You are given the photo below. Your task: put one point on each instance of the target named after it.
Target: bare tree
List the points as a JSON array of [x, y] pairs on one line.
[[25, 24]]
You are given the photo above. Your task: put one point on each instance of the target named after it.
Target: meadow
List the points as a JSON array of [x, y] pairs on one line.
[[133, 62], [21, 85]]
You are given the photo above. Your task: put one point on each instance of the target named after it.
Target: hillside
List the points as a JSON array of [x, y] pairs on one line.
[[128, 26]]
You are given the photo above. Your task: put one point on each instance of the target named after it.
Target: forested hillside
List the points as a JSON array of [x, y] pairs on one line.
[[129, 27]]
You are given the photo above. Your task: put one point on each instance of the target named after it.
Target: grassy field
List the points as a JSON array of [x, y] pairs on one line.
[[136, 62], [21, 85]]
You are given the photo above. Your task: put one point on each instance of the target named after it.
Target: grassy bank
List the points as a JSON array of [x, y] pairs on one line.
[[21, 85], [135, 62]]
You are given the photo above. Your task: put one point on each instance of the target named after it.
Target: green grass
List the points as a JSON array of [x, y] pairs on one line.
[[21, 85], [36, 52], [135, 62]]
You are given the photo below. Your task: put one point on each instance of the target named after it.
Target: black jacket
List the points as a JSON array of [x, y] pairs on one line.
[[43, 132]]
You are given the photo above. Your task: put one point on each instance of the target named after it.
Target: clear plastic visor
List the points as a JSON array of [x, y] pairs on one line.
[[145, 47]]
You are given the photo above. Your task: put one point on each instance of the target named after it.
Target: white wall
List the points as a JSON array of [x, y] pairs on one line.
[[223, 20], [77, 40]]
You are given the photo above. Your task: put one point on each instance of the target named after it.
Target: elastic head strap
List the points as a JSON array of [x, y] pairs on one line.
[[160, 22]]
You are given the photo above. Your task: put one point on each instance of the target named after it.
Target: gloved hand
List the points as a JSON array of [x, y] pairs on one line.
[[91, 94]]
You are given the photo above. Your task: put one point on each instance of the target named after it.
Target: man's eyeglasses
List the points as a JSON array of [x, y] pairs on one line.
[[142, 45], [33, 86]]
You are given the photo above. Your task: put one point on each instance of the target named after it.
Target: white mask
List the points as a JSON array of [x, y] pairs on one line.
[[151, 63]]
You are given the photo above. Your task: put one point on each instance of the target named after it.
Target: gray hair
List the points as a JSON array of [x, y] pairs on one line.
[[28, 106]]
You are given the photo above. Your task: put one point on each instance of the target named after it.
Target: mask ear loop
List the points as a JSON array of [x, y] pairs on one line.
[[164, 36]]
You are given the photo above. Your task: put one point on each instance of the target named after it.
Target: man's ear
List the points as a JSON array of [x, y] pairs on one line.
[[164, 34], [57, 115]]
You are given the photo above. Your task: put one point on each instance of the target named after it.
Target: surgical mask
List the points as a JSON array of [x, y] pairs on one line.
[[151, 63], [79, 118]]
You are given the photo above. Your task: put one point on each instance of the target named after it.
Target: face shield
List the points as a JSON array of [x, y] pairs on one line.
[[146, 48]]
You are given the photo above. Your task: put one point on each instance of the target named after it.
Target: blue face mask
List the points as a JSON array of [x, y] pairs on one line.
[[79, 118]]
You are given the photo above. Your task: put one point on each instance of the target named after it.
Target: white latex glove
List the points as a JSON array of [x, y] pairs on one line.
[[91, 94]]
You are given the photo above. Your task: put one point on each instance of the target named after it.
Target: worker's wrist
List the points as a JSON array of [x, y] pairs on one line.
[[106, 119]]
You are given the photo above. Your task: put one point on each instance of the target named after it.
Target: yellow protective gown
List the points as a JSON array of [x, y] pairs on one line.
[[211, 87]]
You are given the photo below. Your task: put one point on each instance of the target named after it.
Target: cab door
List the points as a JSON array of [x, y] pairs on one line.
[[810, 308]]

## Task to carry out:
Rewrite the rows from the start through the line containing "[[128, 26]]", substituting "pasture" for "meadow" and keeping everything else the same.

## Exercise output:
You are given the photo below. Your task: put one point on each instance of the target named after it.
Target: bare tree
List the points as a JSON array of [x, y] pairs on one line.
[[25, 24]]
You are given the photo above. Your task: put one point on each instance of the target named after it.
Target: pasture
List the points as a JSON array of [x, y] pairs on one line.
[[133, 62], [21, 85]]
You are given the photo above. Your task: put one point on each instance of the target named after it.
Target: hillside
List the points as a JSON array of [x, y] pairs on one line.
[[128, 26]]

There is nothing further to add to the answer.